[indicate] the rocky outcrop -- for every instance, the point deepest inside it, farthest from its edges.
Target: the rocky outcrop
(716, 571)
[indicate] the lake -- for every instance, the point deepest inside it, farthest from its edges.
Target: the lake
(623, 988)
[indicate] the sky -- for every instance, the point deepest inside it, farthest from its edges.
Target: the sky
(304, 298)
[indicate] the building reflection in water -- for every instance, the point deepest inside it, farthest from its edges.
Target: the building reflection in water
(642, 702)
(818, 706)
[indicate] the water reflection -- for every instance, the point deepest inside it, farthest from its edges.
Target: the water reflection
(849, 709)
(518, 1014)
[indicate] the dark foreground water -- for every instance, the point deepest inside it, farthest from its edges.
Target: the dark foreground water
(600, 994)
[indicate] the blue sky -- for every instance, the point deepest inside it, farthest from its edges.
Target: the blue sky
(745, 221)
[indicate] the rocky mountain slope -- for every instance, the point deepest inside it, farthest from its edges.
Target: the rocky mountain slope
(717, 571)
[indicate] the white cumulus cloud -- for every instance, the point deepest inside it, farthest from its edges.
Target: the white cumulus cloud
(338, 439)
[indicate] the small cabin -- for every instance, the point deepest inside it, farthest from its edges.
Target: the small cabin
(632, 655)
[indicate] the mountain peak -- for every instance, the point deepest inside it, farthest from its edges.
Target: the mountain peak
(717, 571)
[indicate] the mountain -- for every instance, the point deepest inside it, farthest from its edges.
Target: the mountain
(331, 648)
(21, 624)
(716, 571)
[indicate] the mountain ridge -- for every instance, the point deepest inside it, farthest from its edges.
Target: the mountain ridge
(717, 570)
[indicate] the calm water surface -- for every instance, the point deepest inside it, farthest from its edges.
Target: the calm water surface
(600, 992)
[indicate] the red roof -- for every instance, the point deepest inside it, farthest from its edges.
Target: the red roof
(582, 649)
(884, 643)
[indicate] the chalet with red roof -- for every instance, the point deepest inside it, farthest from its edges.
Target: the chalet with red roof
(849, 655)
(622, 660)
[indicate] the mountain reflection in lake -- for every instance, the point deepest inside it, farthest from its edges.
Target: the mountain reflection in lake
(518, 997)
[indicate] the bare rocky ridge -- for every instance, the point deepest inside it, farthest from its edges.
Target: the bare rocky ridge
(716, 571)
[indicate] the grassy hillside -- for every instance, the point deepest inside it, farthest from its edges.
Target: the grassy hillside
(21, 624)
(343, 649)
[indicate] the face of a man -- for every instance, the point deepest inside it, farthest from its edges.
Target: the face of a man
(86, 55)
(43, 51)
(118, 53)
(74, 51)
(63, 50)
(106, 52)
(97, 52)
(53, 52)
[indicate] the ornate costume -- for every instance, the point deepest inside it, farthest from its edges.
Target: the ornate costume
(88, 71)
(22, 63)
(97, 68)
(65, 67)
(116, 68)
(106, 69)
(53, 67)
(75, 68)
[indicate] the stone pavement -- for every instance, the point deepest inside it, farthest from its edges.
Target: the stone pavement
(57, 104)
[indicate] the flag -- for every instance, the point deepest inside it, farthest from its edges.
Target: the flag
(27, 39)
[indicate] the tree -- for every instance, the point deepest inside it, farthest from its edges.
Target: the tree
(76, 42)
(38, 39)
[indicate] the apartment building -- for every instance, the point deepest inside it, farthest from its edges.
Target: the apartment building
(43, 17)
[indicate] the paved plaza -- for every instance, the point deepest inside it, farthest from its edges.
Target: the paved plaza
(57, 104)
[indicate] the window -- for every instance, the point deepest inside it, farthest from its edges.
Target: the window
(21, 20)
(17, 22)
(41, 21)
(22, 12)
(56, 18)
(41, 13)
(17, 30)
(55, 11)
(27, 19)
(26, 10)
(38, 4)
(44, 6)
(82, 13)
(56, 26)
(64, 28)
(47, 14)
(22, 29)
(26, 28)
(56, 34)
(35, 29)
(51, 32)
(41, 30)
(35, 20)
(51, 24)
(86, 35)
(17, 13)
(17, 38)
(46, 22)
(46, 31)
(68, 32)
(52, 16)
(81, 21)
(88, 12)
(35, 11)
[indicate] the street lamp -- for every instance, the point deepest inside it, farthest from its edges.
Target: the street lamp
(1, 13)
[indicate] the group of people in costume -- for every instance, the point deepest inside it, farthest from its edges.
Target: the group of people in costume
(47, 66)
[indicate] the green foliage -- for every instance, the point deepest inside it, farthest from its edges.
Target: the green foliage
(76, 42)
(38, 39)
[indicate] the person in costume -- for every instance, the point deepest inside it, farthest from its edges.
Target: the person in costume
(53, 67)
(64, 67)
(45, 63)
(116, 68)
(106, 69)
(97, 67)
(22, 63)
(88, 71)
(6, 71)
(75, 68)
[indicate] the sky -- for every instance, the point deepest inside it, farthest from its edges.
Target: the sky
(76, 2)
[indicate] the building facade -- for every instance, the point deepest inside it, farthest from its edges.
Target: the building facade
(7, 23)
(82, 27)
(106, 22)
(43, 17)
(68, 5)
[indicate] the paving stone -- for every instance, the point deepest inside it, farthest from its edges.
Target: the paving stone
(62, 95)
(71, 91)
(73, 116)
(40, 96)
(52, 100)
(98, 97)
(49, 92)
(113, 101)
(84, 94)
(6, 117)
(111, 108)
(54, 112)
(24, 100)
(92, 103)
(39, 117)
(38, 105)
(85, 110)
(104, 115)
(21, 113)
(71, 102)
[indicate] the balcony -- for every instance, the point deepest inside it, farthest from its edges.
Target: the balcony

__________

Reproduce all of the lines above verbatim, from the first through the last, with no changes.

**Right answer**
[indicate] the rocky outcrop -- for every instance, the point deepest inside it, farthest from its edges.
Target: the rocky outcrop
(716, 571)
[indicate] the lake -- for every instance, the point deepest inside it, farthest from its edges.
Target: the lake
(623, 988)
[indicate] the sky -- for every instance, the point deepest inside it, farthest from its edges.
Target: the sky
(304, 298)
[indicate] the building reflection in water -- for every instance, the point deepest inside it, farthest from its edges.
Target: the building reflection in water
(642, 702)
(818, 706)
[indicate] the water reflection -- for every instance, the point deepest inside it, farthest from its edges.
Target: the water reflection
(849, 709)
(518, 1014)
[indicate] the dark foreground water -- for every instance, the point deepest inside it, farthest from its edges.
Target: the dark foreground water
(600, 994)
[indicate] the blue sky -- for every instance, the point deepest inside it, farthest from its edges.
Target: the blue sky
(745, 221)
[indicate] the rocky mountain slope -- for every instance, the point deepest inside it, farthest from its edges.
Target: the rocky mountain slope
(717, 571)
[indicate] the white cumulus cloud -- for every instance, the point deepest inside it, farthest from its edges.
Target: the white cumulus cloud
(338, 439)
[indicate] the small cabin -- for every instance, the point deepest inside it, farthest from its edges.
Target: the small cabin
(632, 655)
[indicate] the mountain peak -- for every instance, the point deepest inside it, farthest from its edges.
Target: the mountain peak
(717, 571)
[indicate] the mountain -- for every instance, the point deepest inside it, farthest from its edges.
Target: the mountain
(331, 648)
(21, 624)
(716, 571)
[indicate] the mountain ridge -- for every instance, the point deepest inside it, farthest from its edges.
Target: the mountain ridge
(717, 570)
[indicate] the calm water surface -- for every instance, the point deepest inside it, farthest from its edges.
Target: the calm water surface
(600, 992)
[indicate] the red roof -- for every instance, the point deepest inside it, farthest from its edges.
Target: the red roof
(582, 649)
(884, 643)
[indicate] the chalet with red roof -- for every instance, the point deepest inside it, farthest from its edges.
Target: the chalet with red roof
(849, 655)
(622, 660)
[indicate] the mountain reflection in lake -- for every instance, the point deepest inside it, farthest from its edges.
Target: the mountain reflection in lake
(518, 997)
[indicate] the bare rocky ridge -- for every instance, the point deepest inside it, farthest from its edges.
Target: the bare rocky ridge
(716, 571)
[indicate] the grassy hillside -- for every instance, the point deepest inside it, farthest from its edges.
Target: the grassy hillside
(21, 624)
(343, 649)
[indicate] the face of a man -- for every instance, the point deepest inside it, farthest from its edges.
Target: the face of a man
(86, 55)
(43, 51)
(118, 53)
(74, 51)
(63, 50)
(106, 52)
(97, 52)
(53, 52)
[indicate] the ornate costume -- for every instance, the point deepest inside it, farthest from its edges.
Target: the ornate costume
(88, 71)
(22, 63)
(97, 68)
(65, 67)
(116, 68)
(106, 69)
(53, 67)
(75, 68)
[indicate] the stone pavement -- for every instance, the point deepest inside it, farthest from its edges.
Target: the stone pavement
(57, 104)
[indicate] the flag -- for every instance, the point deepest inside it, farthest from its edges.
Target: the flag
(27, 39)
[indicate] the tree -- for every instance, the point deepest inside it, farthest from its edges.
Target: the tree
(76, 42)
(38, 39)
[indicate] the apartment building -- for every instance, the point deepest inside it, farthest from its edges.
Target: the apartment building
(43, 17)
[indicate] the paved plaza -- for every instance, the point deepest inside it, farthest from its edges.
Target: the paved plaza
(57, 104)
[indicate] the window -- for every instance, the point deepest inside it, farthest from its edges.
Target: the window
(21, 20)
(17, 22)
(41, 21)
(22, 12)
(56, 18)
(41, 13)
(17, 30)
(55, 11)
(27, 19)
(26, 10)
(38, 4)
(44, 6)
(82, 13)
(56, 26)
(64, 28)
(47, 14)
(22, 29)
(26, 28)
(56, 34)
(35, 29)
(51, 32)
(41, 30)
(35, 20)
(51, 24)
(86, 35)
(17, 13)
(17, 38)
(46, 22)
(46, 31)
(68, 32)
(52, 16)
(81, 21)
(88, 12)
(35, 11)
[indicate] the street lamp -- for every instance, the point deepest inside it, farthest from its edges.
Target: the street lamp
(1, 13)
[indicate] the group of people in costume -- for every instance, the point deepest inside it, farthest from its edges.
Target: the group of people in costume
(47, 66)
[indicate] the green foliage -- for every instance, the point deepest inside it, farthest from its edges.
Target: the green foliage
(76, 42)
(38, 39)
[indicate] the person in costume -- for every instance, the point deepest inside it, farthest from its edges.
Target: the person in costume
(53, 67)
(64, 67)
(45, 63)
(116, 68)
(106, 69)
(97, 67)
(22, 63)
(88, 71)
(6, 71)
(75, 68)
[indicate] the sky -- for every instance, the point deepest inside it, farthest from its edges.
Target: the sky
(76, 2)
[indicate] the building facade -- for every instance, the point deepest inside it, farthest from its edges.
Target: the building facade
(7, 23)
(82, 27)
(106, 22)
(43, 17)
(68, 5)
[indicate] the paving stone -- for every instance, the point deepest inside it, farthest from its edges.
Target: the paving stone
(62, 95)
(71, 91)
(73, 116)
(40, 96)
(52, 100)
(98, 97)
(49, 92)
(113, 101)
(84, 94)
(6, 117)
(111, 108)
(54, 112)
(24, 100)
(92, 103)
(39, 117)
(38, 105)
(85, 110)
(104, 115)
(21, 113)
(71, 102)
[indicate] the balcony -- for every instance, the point deepest inside it, farthest from its edges.
Target: the balcony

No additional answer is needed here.